■ **To be done**: Quote the listing in full, exactly as given, minus any pictures.

■ **The input**:
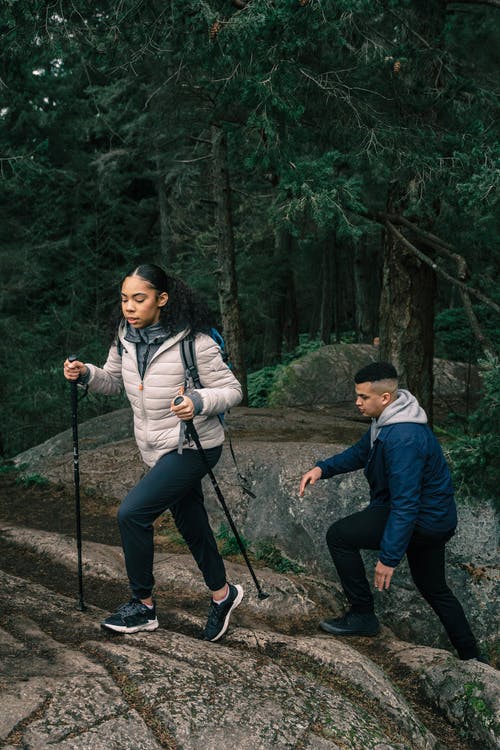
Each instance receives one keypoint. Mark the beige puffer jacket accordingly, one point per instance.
(156, 427)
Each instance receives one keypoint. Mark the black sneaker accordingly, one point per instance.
(219, 614)
(352, 623)
(132, 617)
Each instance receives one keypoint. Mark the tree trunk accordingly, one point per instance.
(164, 219)
(366, 290)
(326, 311)
(407, 320)
(227, 286)
(282, 322)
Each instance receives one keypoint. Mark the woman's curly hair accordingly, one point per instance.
(184, 309)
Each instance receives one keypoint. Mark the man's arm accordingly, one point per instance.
(351, 459)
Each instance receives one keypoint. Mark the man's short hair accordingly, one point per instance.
(376, 371)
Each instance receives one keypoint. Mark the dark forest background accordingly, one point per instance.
(321, 171)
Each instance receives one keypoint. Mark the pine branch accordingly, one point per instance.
(494, 3)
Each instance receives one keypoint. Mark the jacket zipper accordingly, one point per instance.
(142, 371)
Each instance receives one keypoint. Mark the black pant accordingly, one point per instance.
(425, 554)
(173, 483)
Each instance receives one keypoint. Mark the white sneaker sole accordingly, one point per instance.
(236, 602)
(150, 625)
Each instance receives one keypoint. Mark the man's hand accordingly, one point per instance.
(310, 477)
(383, 575)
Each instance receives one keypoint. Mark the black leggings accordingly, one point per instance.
(426, 558)
(173, 483)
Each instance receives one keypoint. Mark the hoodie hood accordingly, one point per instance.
(404, 409)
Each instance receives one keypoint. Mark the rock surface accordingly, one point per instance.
(275, 680)
(67, 684)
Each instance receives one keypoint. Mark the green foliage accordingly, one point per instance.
(473, 456)
(268, 553)
(106, 118)
(31, 480)
(261, 382)
(454, 338)
(227, 543)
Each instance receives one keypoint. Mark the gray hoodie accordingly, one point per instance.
(404, 409)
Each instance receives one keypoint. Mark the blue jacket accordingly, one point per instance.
(406, 469)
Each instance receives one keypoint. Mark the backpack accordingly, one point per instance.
(188, 356)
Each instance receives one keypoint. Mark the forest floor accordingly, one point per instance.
(51, 507)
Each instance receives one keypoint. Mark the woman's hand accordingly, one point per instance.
(73, 370)
(184, 410)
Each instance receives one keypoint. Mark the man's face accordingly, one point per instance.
(369, 402)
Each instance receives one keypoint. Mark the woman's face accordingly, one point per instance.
(141, 304)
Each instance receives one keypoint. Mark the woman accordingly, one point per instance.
(158, 312)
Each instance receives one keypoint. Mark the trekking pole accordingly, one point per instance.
(191, 430)
(76, 477)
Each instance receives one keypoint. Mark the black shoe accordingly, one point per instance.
(132, 617)
(352, 623)
(219, 614)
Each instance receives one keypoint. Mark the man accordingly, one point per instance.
(412, 509)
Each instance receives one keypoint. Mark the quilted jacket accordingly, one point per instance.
(156, 428)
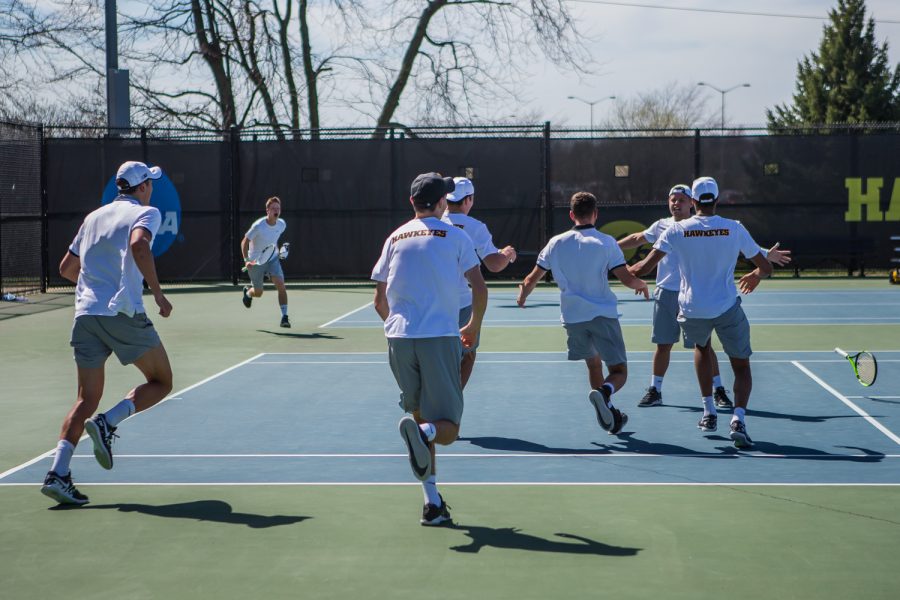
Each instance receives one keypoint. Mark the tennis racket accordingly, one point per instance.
(263, 257)
(865, 367)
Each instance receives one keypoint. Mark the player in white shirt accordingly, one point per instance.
(581, 260)
(707, 247)
(108, 259)
(459, 203)
(264, 232)
(665, 329)
(417, 297)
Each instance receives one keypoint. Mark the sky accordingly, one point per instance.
(642, 49)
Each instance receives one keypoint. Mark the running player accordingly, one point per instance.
(665, 329)
(459, 203)
(265, 232)
(107, 260)
(707, 247)
(416, 296)
(581, 260)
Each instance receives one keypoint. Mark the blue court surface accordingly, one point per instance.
(280, 419)
(762, 307)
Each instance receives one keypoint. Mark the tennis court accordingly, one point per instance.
(275, 469)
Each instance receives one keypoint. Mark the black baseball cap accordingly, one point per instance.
(427, 189)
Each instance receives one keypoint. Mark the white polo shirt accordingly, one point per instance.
(109, 281)
(707, 249)
(668, 276)
(421, 262)
(481, 239)
(261, 234)
(581, 260)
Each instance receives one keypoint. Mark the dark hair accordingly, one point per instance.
(583, 204)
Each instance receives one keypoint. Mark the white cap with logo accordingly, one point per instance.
(705, 190)
(463, 188)
(136, 173)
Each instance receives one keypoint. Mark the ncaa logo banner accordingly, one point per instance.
(165, 198)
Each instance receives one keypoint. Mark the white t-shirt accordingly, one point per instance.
(667, 274)
(481, 239)
(109, 281)
(261, 234)
(581, 260)
(707, 249)
(421, 262)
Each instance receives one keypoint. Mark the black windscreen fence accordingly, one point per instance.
(833, 199)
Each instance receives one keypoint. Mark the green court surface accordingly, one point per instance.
(364, 541)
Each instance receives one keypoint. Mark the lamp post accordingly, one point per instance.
(723, 92)
(591, 103)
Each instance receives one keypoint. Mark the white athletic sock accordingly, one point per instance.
(119, 412)
(429, 430)
(429, 486)
(64, 452)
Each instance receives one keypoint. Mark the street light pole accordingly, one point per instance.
(723, 92)
(591, 103)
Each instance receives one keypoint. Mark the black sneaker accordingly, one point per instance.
(102, 434)
(433, 515)
(739, 435)
(600, 400)
(721, 398)
(619, 421)
(417, 446)
(61, 489)
(708, 423)
(651, 398)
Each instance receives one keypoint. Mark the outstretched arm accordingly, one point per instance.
(528, 285)
(648, 264)
(763, 269)
(635, 240)
(638, 285)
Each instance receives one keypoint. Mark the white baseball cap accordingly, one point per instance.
(705, 190)
(136, 173)
(463, 188)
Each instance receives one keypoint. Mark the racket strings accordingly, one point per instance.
(866, 368)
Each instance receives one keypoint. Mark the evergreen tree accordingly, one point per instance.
(849, 80)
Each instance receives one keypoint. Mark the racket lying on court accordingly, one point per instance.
(865, 367)
(263, 257)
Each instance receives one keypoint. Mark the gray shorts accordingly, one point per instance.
(427, 371)
(464, 315)
(271, 268)
(602, 336)
(665, 317)
(731, 327)
(94, 338)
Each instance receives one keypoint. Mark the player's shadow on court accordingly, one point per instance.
(215, 511)
(513, 539)
(302, 336)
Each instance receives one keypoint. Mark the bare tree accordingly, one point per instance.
(673, 106)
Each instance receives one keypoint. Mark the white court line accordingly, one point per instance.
(746, 454)
(463, 483)
(844, 399)
(176, 395)
(355, 310)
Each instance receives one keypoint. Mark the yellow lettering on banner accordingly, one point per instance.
(871, 199)
(893, 213)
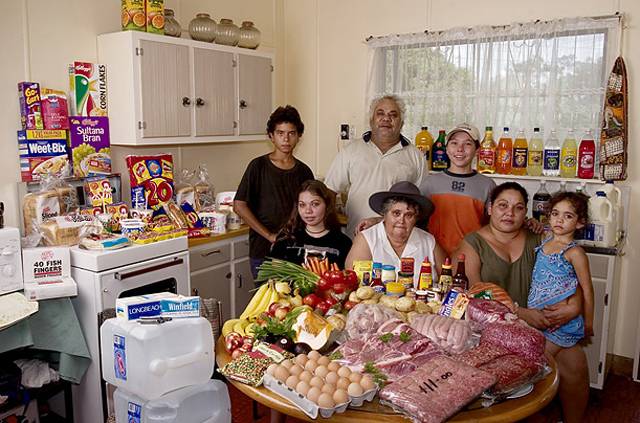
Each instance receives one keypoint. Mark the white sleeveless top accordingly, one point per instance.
(420, 244)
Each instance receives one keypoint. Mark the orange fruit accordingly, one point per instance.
(158, 21)
(139, 19)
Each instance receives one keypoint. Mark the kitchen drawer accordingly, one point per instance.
(209, 255)
(241, 249)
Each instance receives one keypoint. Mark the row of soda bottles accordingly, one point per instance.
(520, 157)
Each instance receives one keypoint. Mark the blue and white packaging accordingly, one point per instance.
(133, 308)
(181, 306)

■ **Task response**:
Each instance receives one keypoint. Mark the beige puffer jacket accordingly, one point per instance.
(156, 427)
Each instance receives one keypoint. Mark the black sneaker accordingly, one point per instance.
(219, 614)
(352, 623)
(132, 617)
Each instance receives one keypoint. Mark the tree trunk accordingly, one point per instance.
(164, 219)
(366, 290)
(326, 311)
(407, 320)
(227, 286)
(282, 322)
Each instance receives one keypoint. Mark the woman's curly hair accordingly, one point per instance.
(184, 309)
Each instance receives one keypoint. Mark the man's arm accordingly, one point per instance.
(351, 459)
Each instance receives one keypoint. Mark the man's short hair accordingly, one point per instance.
(376, 371)
Each instance receives one keypoint. Mark the dark forest background accordingly, one point per instance.
(321, 171)
Each instance receives one keypoint. Mark the pine branch accordingly, one point per instance.
(494, 3)
Each instance receives one keypoint. Mark the jacket zipper accordingly, one point per instance.
(142, 371)
Each instance receives one keypoint. Mark the black pant accordingly, one point per instance.
(425, 554)
(173, 483)
Each instance receives one keypoint. Mark the white sneaker sole accordingly, one point per instance.
(236, 602)
(150, 625)
Each instance receives one keypoint. Mark the man's hand accordingly, one point per instance.
(310, 477)
(383, 575)
Each instance receives one keypoint. Mark the black leggings accordingly, one point per instance.
(426, 558)
(173, 483)
Each instance receives one keypoint. Mark the hoodie hood accordingly, one point per instance.
(404, 409)
Each instance receives one keypoint. Mark the rock surface accordingly, one point per instance.
(275, 680)
(67, 684)
Each instance receives one keypoint. Mark the green foliage accordingly, one point per instance.
(473, 456)
(268, 553)
(106, 118)
(31, 480)
(261, 382)
(454, 338)
(227, 543)
Each instance receives one keypoint. Mark the gray hoodie accordingly, one point per instance.
(404, 409)
Each instance receives one keypoint. Mark the blue jacket accordingly, one point per instance.
(406, 469)
Each instance receives one keypoint. Mark the backpack accordingly, one point per instance.
(188, 356)
Each instance receives one keypoint. Mark the forest floor accordingly, one point per instance.
(51, 507)
Each instance receives one keypoint. Mark the woman's hand accordingly, one point per instance.
(73, 370)
(184, 410)
Each instance receives one keypoint. Mark the man's face accordingly, one point per instance.
(369, 402)
Each instance receives one keypoint. Mark the woman's face accordingly, one point per instance.
(141, 304)
Each instance receives one keypoint. Mark the woman accordingly, one point per instance.
(158, 312)
Each instance receives one keypoint. Mark the trekking pole accordingly, one point per instance.
(191, 430)
(76, 477)
Each instance receives one keypoint. Mark the black shoe accordingly, one point per instance.
(132, 617)
(352, 623)
(219, 614)
Each instance receives one keypoint. Mark the man accordingly, one point per instance.
(412, 509)
Each instance receives one keypoint. Mark the quilted jacket accordingly, one point per instance.
(156, 428)
Each instance receives one keypoint. Mark the tennis racket accordingly, one point per instance.
(263, 257)
(865, 367)
Each instance receives one keypoint. Mark the player in white shirt accordingly, one point per instance.
(581, 260)
(707, 247)
(108, 259)
(459, 203)
(264, 232)
(665, 329)
(417, 297)
Each instance receives one keypoint. Mark the sky accordingly, one point per instance.
(642, 49)
Each instance receives one keypoint. Mark the running player accordingly, one point per instance.
(665, 329)
(459, 203)
(265, 232)
(107, 260)
(707, 247)
(416, 296)
(581, 260)
Each instance receives one keypoint. Mark the blue court surface accordingly, one point per instance.
(280, 419)
(762, 307)
Each instance receives one keypoint. Mark the tennis court accordingly, one point per instance.
(275, 469)
Each instance receives one keypoint. Mark the black baseball cap accordingly, one point per instance.
(427, 189)
Each instance receives one keypoint. Mark the white polo shirt accordingly, one point per instance.
(109, 281)
(707, 249)
(668, 276)
(421, 262)
(481, 239)
(261, 234)
(581, 260)
Each instance receives one keypoint. Mark the dark hair accordingly, one point per instance.
(583, 204)
Each instance receives one keypoint. Mark the white cap with logo accordingly, one point per instance.
(705, 190)
(463, 188)
(136, 173)
Each instance receives one keypoint. Mark the ncaa logo banner accordingly, one point per instance.
(165, 198)
Each instance receives one keypoint. Mark the white t-shirt accordingly, one point per instance.
(667, 274)
(481, 239)
(109, 281)
(261, 234)
(581, 260)
(707, 249)
(421, 262)
Each instance receives one keypoint. Mark the black windscreen fence accordingly, one point per instance.
(833, 199)
Each instance receives one keypoint. Mark the green court surface accordingly, one point per instance.
(364, 541)
Each instance receives one keypoint. Mark the lamp post accordingly, one point per instance.
(723, 92)
(591, 103)
Each instance receives one keypoint. Mark the white athletic sock accordingly, one point per instance.
(119, 412)
(429, 430)
(429, 486)
(64, 452)
Each instance receives one keypoint. Mark the street light pole accordingly, one point per instance.
(723, 92)
(591, 103)
Each instance receives one keypoint. Mark the black sneaker accordingly, one point per instance.
(102, 434)
(433, 515)
(739, 435)
(600, 400)
(721, 398)
(619, 421)
(417, 446)
(61, 489)
(708, 423)
(651, 398)
Each instance receives one keypoint. Mark the outstretched arm accordingly, one point per instance.
(528, 285)
(648, 264)
(763, 269)
(635, 240)
(638, 285)
Each instance receives one keypoint. Mark the white baseball cap accordingly, one point per instance.
(705, 190)
(136, 173)
(463, 188)
Each instance receives one keypoint. Mark the racket strings accordingly, one point per instance.
(866, 368)
Each instance receives one keypoint. Mark the evergreen tree accordingly, one point per instance.
(849, 80)
Each instance receives one keypoint. Mark the racket lying on court accordingly, one point per instance.
(865, 367)
(263, 257)
Each instance receives one keypoint. Mark the gray shorts accordingly, one point per instance.
(427, 371)
(464, 315)
(271, 268)
(602, 336)
(665, 317)
(731, 327)
(94, 338)
Each instance receives one keypoint. Mark the player's shadow on court accordingly, one point per instance.
(215, 511)
(513, 539)
(302, 336)
Each instance receives one keypoint. Mark the bare tree accordingly, one point per instance.
(673, 106)
Each instance receives one keypoint. Mark the white court line accordingly, one point per instance.
(746, 454)
(463, 483)
(844, 399)
(176, 395)
(355, 310)
Each instance receives one keypoint. Mark the yellow lettering on banner accordingly, one point per instance.
(871, 199)
(893, 213)
Each instance receives one keypoint. Mark the white sleeveless top accordingly, one point per instance.
(420, 244)
Each instance receives one keypoint. Mark the orange fruit accordingly, one point per instance.
(158, 21)
(139, 19)
Each instance receives one keypoint. Mark the kitchen drawer accordingly, one point per instance.
(209, 255)
(241, 249)
Each instance receives one keypoint. Mark the row of soda bottles accordingly, one point per instance.
(520, 157)
Each instance receives one keypoint. Mark the blue and white packaging accordingly, one point per instance.
(133, 308)
(181, 306)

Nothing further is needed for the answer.